**Consigna 1:** Localiza en los registros cada línea que contenga la palabra "bedding" y cópiala tal cual.
----- Texto de lectura
Hay dos verdades que parecen inconmovibles en los debates públicos de nuestro país: 1) que los estadistas son mejores que los políticos, o preferibles a ellos, y 2) que las constituciones son más importantes que la Ley.
Pienso que se trata de dos errores, lo suficientemente graves como para volver inútiles los debates y las discusiones acerca de la solución que necesitan nuestros problemas.
Sé de antemano que es muy difícil, por no decir imposible, desmontar las teorías que sustentan estas dos verdades aparentes, porque gozan de un gran arraigo entre nosotros. Pero creo que se puede intentar hacerlo con un lenguaje sencillo y sin caer en la tentación que proponen las grandes honduras filosóficas.
Cuando entre nosotros queremos destacar a un político sobre otros y atribuir a este cualidades extraordinarias -un defecto muy común entre aquellos que creen que los políticos son seres especiales- se les suele colgar la etiqueta de «estadistas». Con ella no queremos decir otra cosa diferente a que un señor o una señora está mucho más allá de la política, que la ha superado, y que piensa en una dimensión, o con una generosidad, que el común de los mortales no alcanzaríamos jamás a comprender o a experimentar.
El error nos viene de un teólogo norteamericano, el señor James Freeman Clarke, al que se atribuye aquella famosa frase -tan tironeada por los peronistas de varias generaciones- según la cual la diferencia entre un político y un estadista es que el político piensa en las próximas elecciones y el estadista en las próximas generaciones.
Vaya uno a saber en qué clase de políticos estaría pensando el insigne teólogo cuando pronunció esta discutible frase. La verdad es que, como ha escrito el profesor Dalmacio Negro Pavón, «el Estado no es lo político sino una de las formas de lo político».
De allí que un estadista no es más que un político recortado: aquel que solo aspira a perfeccionar una sola entre las miles de formas de dominación política posibles (el Estado) y una que no es precisamente de las más justas.
Pensar en las próximas generaciones no es una virtud política. Los seres humanos se caracterizan y se diferencian de los animales por su preocupación por el futuro, lo que incluye el temor por el bienestar de la posteridad, hasta un cierto punto, claro. No se ha conocido en la historia político o estadística especialmente preocupado por la suerte de generaciones muy remotas. Nadie piensa más mucho más allá de sus bisnietos. Esto es sencillamente una fantasía.
Y si preocuparse por los que vendrán después de uno significa asegurarles que vivirán bajo el perpetuo dominio del Estado, porque la política se ha vuelto inútil o responde a intereses de corto plazo y alcance, es que no le hacemos ningún favor a nuestra posteridad, porque les estamos privando de la riqueza creadora de la política, condenándola a vivir una sola dimensión de ella: la del Estado.
----------
----- Registros de datos
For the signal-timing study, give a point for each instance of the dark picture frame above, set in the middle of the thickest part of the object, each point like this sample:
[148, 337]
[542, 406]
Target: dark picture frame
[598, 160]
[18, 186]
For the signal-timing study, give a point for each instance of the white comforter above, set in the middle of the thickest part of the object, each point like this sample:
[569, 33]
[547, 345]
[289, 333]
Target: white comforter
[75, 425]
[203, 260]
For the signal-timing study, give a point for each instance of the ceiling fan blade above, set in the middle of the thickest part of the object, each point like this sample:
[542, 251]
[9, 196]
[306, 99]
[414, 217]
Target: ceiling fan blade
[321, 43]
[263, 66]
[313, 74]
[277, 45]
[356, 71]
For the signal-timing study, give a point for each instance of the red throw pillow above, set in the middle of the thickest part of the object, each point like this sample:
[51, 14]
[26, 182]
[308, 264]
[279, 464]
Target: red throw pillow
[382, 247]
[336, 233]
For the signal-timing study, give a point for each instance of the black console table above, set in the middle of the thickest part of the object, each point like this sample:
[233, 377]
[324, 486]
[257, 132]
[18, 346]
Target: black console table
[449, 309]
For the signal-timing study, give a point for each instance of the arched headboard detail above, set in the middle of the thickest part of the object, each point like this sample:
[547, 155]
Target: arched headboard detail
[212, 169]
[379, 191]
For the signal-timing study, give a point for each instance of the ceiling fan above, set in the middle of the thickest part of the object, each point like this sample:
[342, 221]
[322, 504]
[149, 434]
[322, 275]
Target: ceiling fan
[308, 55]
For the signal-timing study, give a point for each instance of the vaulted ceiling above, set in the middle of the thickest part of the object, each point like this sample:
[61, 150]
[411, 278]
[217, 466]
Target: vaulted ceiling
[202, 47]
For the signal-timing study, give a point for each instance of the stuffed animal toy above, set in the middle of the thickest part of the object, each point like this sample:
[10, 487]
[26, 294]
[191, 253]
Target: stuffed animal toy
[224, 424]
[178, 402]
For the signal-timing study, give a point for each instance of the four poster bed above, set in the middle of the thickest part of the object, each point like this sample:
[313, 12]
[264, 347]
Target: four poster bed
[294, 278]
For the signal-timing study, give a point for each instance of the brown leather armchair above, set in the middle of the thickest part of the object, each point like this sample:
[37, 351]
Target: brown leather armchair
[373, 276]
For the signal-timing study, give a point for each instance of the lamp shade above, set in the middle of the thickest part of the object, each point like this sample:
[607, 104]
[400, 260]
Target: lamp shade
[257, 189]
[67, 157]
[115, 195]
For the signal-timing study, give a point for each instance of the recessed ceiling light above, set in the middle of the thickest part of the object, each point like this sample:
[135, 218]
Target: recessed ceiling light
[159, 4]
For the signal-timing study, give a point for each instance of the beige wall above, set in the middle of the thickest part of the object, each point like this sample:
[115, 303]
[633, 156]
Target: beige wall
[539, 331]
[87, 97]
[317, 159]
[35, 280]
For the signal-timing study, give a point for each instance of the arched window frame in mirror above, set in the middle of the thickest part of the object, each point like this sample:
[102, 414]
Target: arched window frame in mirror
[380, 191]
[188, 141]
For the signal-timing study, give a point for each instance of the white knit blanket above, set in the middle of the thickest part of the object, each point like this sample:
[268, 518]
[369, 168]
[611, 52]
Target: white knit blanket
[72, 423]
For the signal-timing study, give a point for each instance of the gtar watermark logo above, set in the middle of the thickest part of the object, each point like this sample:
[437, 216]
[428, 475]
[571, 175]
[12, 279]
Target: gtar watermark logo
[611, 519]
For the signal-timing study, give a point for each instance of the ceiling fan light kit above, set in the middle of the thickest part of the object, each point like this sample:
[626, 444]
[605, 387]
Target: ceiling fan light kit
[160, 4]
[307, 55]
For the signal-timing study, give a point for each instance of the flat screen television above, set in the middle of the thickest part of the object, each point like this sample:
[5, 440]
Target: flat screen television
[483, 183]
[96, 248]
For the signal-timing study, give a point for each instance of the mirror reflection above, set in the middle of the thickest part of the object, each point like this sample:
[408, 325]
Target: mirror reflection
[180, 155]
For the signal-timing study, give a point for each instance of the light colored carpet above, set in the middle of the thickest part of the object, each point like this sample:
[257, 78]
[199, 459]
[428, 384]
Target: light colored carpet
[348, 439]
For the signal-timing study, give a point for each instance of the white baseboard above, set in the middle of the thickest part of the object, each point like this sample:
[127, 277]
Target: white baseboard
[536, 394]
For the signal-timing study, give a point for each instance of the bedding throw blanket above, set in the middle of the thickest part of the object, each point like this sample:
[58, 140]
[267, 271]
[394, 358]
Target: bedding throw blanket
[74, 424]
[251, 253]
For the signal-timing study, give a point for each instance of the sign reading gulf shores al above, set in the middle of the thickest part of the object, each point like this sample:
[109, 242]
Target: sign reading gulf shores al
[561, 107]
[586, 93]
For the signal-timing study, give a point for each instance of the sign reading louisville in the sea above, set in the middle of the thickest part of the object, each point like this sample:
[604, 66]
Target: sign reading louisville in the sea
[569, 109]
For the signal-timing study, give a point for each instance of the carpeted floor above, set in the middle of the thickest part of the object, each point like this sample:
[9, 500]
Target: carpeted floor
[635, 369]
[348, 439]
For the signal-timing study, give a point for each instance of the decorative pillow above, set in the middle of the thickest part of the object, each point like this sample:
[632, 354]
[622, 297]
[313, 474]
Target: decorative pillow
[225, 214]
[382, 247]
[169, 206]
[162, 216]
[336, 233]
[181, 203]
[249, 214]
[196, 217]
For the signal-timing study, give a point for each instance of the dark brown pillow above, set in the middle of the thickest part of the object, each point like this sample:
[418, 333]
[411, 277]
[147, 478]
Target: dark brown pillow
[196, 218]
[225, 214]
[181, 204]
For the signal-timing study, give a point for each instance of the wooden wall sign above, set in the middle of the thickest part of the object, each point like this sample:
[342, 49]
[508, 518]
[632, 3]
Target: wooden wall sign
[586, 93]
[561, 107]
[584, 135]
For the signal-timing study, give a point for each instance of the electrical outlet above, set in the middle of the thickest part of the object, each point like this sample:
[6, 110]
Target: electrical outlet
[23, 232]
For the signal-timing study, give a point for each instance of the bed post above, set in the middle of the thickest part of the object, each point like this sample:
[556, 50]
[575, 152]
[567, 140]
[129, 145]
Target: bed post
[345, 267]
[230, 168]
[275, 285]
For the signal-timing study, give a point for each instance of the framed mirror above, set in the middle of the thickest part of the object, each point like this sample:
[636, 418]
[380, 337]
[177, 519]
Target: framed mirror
----------
**Consigna 2:** Reproduce sin cambios el fragmento del texto sobre estadistas y políticos que empieza en las palabras "Cuando entre nosotros" y termina después de "las próximas generaciones.".

**Respuesta resuelta 1:**
For the signal-timing study, give a point for each instance of the bedding throw blanket above, set in the middle of the thickest part of the object, each point like this sample:
Target: bedding throw blanket

**Respuesta resuelta 2:**
Cuando entre nosotros queremos destacar a un político sobre otros y atribuir a este cualidades extraordinarias -un defecto muy común entre aquellos que creen que los políticos son seres especiales- se les suele colgar la etiqueta de «estadistas». Con ella no queremos decir otra cosa diferente a que un señor o una señora está mucho más allá de la política, que la ha superado, y que piensa en una dimensión, o con una generosidad, que el común de los mortales no alcanzaríamos jamás a comprender o a experimentar.
El error nos viene de un teólogo norteamericano, el señor James Freeman Clarke, al que se atribuye aquella famosa frase -tan tironeada por los peronistas de varias generaciones- según la cual la diferencia entre un político y un estadista es que el político piensa en las próximas elecciones y el estadista en las próximas generaciones.